◆ TASK DESCRIPTION ◆
Each line of the records containing "fruit" is to be copied out and returned.

◆ EXERCISE MATERIAL ◆
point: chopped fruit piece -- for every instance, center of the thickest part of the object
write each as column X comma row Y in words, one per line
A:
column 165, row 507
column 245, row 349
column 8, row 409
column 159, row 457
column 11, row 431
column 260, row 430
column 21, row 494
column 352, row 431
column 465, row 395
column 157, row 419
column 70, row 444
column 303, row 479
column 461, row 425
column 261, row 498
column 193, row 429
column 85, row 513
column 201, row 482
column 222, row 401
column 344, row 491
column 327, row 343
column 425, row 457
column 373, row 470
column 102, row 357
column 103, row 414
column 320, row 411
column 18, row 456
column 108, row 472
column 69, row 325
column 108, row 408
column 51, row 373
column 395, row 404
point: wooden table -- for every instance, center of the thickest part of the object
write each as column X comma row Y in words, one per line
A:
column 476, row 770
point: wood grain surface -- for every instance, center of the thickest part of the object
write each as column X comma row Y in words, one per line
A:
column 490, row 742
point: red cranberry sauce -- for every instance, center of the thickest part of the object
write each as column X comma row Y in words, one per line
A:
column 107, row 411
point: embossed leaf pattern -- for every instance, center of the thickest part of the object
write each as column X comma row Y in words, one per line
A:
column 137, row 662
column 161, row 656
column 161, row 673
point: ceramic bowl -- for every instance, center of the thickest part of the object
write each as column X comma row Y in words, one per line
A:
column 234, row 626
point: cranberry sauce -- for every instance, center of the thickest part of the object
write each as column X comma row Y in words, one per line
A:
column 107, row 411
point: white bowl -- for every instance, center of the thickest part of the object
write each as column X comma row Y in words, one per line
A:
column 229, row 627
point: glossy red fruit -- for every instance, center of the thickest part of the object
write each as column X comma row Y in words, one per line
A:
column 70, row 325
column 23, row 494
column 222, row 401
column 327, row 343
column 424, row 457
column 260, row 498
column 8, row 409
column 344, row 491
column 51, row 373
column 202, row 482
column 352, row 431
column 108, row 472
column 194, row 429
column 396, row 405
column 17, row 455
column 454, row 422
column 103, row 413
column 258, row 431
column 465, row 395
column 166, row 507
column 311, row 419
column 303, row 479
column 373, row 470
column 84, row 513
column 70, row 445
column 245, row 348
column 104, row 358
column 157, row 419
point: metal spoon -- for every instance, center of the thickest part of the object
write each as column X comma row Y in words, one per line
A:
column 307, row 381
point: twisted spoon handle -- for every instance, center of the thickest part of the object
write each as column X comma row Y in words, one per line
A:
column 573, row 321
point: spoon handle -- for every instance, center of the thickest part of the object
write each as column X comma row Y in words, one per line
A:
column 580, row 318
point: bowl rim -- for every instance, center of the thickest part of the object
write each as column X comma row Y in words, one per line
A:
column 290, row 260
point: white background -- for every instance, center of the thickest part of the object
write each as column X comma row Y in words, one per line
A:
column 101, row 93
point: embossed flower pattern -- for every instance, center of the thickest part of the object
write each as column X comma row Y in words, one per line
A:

◆ TASK ANSWER ◆
point: chopped fruit piece -- for every instance, center of the thickest part of the object
point: glossy red fruit -- for every instance, center of the thickest part of the object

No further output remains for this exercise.